We Can’t Breathe: On Black Lives, White Lies, and the Art of Survival by Jabari Asim
Published by Picador, 190 pages, $17

In We Can’t Breathe, Jabari Asim’s tone sometimes seems like bitterness wrapped in sorrow, but it’s also suavely poetic. The Medford author and associate professor at Emerson College writes in his latest book about violence against black people, from slavery to the killings of unarmed Michael Brown and Trayvon Martin. He also touches on black musicians who were “paid” in Cadillacs while their work was hijacked by white singers, as well as the questionable portrayals of their lives by white writers and artists.

Examining his own upbringing, Asim acknowledges that others were less lucky than he. His present and loving father nurtured his intelligent curiosity, eventually leading to a position at The Washington Post, the editor-in-chief role for the NAACP’s The Crisis and many books. Now in Massachusetts, Asim wonders about Medford’s Slave Wall built to mark a white owner’s property in 1765, the same year more than 5,000 blacks were held captive in our state. He also strongly embraces the energy of his race with a wonderful chapter on “Strut,” celebrating that particular confident energy displayed by blacks in music and in everyday movement and style. Sometimes that spirit is summoned in troublesome situations as when Elizabeth Eckford did so in Little Rock, Arkansas, in 1957, bravely marching to integrate schools while being attacked.

WHAT THIS EXERCISE ASKS »
• A. In the book review, reproduce the stretch from "In We Can’t" through "writers and artists.".
• B. Name every person mentioned by name in the book review.

Records from a data collection
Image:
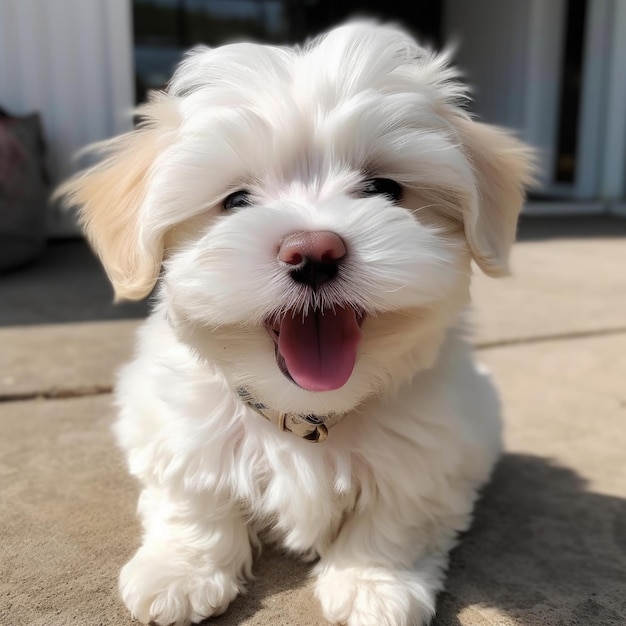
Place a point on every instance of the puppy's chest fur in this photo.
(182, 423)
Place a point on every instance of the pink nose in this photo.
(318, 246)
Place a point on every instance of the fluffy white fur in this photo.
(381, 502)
* * *
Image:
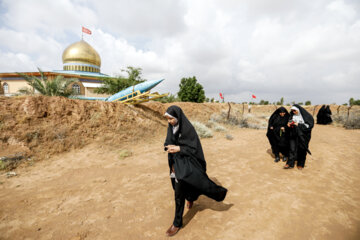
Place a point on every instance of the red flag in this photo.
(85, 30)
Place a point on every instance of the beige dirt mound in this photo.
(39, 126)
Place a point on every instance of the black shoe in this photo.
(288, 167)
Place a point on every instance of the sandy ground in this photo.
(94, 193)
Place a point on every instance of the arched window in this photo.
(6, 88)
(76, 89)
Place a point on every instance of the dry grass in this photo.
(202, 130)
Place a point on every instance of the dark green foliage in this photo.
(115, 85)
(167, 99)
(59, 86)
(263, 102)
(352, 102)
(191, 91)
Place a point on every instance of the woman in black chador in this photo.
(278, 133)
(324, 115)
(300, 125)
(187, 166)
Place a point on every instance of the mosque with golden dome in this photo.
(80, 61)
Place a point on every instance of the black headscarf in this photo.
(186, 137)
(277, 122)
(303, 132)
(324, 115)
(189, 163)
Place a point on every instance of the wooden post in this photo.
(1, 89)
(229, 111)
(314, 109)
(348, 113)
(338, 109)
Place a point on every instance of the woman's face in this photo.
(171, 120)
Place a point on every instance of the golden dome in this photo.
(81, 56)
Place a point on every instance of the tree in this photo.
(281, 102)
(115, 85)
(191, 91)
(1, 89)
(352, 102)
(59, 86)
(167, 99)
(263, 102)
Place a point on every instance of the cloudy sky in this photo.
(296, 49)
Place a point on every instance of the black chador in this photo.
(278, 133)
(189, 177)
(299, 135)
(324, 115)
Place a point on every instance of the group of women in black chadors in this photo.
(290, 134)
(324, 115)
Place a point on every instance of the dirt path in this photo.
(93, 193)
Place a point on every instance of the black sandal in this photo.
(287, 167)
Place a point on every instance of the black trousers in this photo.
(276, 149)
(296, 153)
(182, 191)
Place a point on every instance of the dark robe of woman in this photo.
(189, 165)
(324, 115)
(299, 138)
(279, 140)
---
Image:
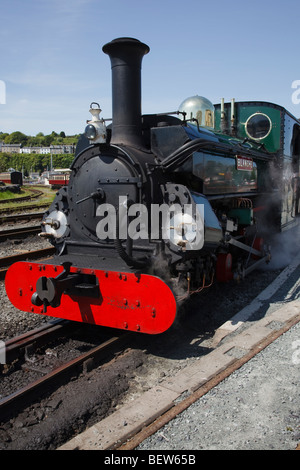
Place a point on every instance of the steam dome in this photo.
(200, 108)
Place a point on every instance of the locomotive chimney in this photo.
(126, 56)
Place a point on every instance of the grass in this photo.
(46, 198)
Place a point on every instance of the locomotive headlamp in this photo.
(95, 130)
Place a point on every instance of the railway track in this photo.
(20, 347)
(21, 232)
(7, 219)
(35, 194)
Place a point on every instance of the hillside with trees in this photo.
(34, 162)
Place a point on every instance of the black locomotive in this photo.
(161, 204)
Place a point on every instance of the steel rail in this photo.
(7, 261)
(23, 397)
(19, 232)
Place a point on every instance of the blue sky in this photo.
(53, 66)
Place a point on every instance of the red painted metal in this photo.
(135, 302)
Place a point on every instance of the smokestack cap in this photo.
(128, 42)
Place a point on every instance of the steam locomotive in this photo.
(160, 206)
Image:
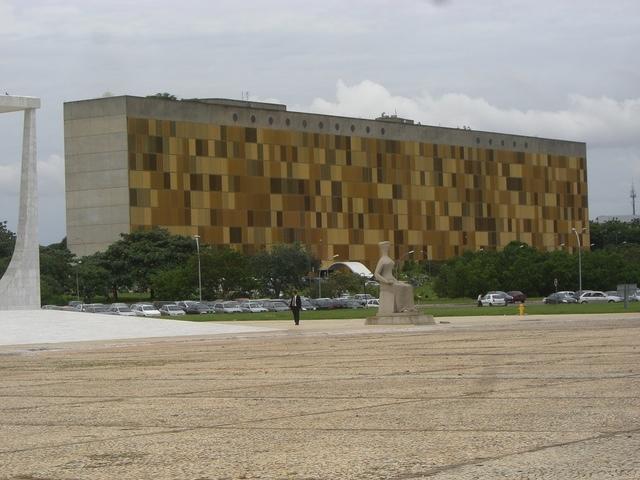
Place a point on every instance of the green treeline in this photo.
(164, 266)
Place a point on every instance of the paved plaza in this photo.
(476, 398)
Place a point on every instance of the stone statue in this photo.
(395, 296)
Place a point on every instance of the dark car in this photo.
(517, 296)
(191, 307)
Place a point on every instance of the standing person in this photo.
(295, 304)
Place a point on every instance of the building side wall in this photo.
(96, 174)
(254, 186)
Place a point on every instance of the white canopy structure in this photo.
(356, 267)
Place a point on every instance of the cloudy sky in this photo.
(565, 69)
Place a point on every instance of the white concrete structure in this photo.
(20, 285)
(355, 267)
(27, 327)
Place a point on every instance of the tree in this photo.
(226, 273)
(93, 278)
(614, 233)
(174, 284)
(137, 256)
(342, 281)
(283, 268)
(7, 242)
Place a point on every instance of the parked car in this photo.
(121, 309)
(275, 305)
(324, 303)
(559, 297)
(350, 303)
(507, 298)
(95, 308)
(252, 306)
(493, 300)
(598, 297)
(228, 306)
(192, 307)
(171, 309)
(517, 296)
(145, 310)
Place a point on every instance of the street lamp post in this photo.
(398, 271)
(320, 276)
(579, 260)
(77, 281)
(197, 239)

SOLUTIONS TO THE EXERCISE »
• A.
In We Can’t Breathe, Jabari Asim’s tone sometimes seems like bitterness wrapped in sorrow, but it’s also suavely poetic. The Medford author and associate professor at Emerson College writes in his latest book about violence against black people, from slavery to the killings of unarmed Michael Brown and Trayvon Martin. He also touches on black musicians who were “paid” in Cadillacs while their work was hijacked by white singers, as well as the questionable portrayals of their lives by white writers and artists.

• B. Jabari Asim, Michael Brown, Trayvon Martin, Elizabeth Eckford